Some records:
* BEGIN *

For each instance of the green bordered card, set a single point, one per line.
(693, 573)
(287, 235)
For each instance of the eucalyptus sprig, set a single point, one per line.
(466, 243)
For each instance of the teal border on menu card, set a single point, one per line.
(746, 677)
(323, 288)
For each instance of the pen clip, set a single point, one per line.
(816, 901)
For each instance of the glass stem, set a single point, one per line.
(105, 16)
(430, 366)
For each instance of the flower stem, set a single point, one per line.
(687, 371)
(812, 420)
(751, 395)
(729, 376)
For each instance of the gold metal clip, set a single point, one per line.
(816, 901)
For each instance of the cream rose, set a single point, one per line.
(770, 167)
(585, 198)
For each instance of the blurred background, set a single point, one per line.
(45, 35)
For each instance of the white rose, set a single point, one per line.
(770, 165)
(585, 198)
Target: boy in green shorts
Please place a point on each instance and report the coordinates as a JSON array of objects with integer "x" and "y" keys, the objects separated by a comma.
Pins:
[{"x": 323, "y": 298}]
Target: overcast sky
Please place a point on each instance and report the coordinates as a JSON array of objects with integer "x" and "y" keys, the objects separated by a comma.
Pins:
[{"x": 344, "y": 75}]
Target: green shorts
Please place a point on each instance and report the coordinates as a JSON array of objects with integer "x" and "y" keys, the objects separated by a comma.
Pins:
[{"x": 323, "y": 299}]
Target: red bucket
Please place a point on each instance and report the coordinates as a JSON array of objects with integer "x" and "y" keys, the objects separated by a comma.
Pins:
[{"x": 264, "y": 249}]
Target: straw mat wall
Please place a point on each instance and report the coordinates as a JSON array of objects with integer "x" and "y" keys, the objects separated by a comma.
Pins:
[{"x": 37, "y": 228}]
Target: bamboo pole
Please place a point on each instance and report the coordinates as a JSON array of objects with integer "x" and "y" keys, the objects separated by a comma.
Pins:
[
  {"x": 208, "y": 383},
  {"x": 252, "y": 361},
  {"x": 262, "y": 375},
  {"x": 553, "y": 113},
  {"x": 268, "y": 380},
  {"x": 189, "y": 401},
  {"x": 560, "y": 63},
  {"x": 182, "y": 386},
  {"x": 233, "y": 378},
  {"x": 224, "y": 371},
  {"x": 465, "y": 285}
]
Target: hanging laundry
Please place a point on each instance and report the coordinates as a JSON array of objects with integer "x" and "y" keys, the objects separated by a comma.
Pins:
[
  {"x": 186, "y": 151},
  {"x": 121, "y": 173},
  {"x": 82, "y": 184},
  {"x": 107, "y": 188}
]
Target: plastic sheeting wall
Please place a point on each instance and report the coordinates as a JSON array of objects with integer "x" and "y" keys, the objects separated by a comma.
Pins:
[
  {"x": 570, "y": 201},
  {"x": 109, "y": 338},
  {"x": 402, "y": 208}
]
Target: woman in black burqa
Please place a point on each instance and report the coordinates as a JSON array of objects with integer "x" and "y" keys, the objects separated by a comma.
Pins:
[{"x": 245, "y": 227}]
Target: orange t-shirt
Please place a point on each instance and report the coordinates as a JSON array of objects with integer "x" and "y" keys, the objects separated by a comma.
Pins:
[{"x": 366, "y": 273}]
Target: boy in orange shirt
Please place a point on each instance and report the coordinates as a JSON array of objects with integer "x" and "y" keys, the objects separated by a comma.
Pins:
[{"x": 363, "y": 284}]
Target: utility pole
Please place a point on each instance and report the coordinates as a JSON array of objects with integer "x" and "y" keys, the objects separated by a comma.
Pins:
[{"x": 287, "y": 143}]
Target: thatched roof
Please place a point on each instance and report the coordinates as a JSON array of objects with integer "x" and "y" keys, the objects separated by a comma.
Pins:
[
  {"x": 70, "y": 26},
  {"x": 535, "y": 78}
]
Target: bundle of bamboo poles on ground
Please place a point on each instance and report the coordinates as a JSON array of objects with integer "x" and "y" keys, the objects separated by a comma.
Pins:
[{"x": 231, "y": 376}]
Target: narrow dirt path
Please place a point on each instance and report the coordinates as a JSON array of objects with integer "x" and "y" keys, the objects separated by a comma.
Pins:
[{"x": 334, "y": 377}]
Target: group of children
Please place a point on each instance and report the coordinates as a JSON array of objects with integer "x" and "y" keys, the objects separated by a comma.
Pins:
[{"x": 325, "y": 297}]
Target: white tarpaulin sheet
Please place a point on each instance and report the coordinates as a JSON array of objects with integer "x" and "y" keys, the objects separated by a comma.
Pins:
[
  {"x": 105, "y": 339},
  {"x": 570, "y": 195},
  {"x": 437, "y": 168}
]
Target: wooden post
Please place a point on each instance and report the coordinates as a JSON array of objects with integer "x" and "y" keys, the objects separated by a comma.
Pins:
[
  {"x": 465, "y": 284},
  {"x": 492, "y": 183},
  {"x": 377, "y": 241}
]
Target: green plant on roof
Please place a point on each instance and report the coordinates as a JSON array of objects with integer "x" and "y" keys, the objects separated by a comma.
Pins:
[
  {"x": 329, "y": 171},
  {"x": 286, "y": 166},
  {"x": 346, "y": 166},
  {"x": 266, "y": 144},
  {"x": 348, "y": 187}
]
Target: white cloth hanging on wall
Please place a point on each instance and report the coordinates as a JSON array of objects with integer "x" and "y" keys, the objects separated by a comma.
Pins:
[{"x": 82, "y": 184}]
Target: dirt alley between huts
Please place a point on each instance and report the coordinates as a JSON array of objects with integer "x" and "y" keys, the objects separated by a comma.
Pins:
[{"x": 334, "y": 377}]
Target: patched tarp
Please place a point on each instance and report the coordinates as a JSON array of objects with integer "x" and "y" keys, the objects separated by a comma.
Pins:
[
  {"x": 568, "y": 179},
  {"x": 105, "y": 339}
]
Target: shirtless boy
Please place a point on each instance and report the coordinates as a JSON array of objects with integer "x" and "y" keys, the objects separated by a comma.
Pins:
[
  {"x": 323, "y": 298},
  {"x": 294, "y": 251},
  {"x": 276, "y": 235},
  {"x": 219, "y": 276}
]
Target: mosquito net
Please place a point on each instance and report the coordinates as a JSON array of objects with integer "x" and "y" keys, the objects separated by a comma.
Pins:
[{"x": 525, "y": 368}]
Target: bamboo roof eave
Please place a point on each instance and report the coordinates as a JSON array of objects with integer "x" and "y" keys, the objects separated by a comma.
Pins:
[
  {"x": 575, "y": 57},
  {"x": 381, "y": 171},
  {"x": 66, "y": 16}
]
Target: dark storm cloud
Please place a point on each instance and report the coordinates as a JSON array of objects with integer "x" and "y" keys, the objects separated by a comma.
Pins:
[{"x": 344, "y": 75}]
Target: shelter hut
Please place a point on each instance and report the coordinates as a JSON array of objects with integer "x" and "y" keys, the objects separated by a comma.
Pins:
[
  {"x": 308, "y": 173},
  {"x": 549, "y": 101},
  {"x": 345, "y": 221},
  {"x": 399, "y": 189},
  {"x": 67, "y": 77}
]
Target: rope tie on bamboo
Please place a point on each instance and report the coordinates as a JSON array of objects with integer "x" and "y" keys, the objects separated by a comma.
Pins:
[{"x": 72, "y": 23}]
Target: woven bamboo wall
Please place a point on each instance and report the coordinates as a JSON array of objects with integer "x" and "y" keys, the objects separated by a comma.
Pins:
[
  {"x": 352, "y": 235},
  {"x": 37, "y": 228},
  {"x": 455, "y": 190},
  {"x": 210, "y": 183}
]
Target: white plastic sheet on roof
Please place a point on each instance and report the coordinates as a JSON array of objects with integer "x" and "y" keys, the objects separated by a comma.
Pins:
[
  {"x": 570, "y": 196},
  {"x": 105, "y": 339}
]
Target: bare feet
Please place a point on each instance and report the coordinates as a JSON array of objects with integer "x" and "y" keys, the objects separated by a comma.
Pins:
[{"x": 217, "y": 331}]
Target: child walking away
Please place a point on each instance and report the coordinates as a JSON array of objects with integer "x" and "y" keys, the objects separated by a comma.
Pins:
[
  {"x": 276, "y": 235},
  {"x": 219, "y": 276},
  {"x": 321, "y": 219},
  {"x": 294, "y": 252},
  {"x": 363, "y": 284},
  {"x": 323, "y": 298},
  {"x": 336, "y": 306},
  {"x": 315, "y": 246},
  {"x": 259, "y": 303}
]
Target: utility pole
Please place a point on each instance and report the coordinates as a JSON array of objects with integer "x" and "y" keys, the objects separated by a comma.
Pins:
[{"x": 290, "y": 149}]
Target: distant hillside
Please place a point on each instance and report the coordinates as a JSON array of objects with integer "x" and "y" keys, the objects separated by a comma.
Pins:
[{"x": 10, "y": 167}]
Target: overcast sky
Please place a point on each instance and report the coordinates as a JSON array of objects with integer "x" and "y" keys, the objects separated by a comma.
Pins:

* END *

◆ **TASK DETAILS**: The required output is the exact sequence of lines from the one containing "Target: bare feet" through the end of the listing, both endpoints included.

◆ **EXERCISE SOLUTION**:
Target: bare feet
Please place a point on each instance and report the coordinates as a JSON array of objects with integer "x" and "y" keys, the objects separated by a comma.
Pins:
[{"x": 217, "y": 331}]
Target: child walking away
Please place a point on each instance and report the coordinates as a JSON array of objects with integer "x" and "y" keys, the objects separated by a comma.
Pins:
[
  {"x": 276, "y": 235},
  {"x": 219, "y": 276},
  {"x": 321, "y": 219},
  {"x": 294, "y": 252},
  {"x": 363, "y": 284},
  {"x": 323, "y": 298},
  {"x": 336, "y": 306},
  {"x": 315, "y": 246},
  {"x": 259, "y": 303}
]
Target: utility pole
Please place a point on each instance and report the coordinates as a JSON array of objects with integer "x" and "y" keys, the objects separated by a comma.
Pins:
[{"x": 290, "y": 149}]
Target: distant hillside
Please place a point on each instance and report the coordinates as a JSON array of objects with integer "x" and "y" keys, the objects separated by a comma.
Pins:
[{"x": 10, "y": 167}]
Target: overcast sky
Please place a point on each instance and report the coordinates as a JSON array of objects with integer "x" and "y" keys, the objects separated by a comma.
Pins:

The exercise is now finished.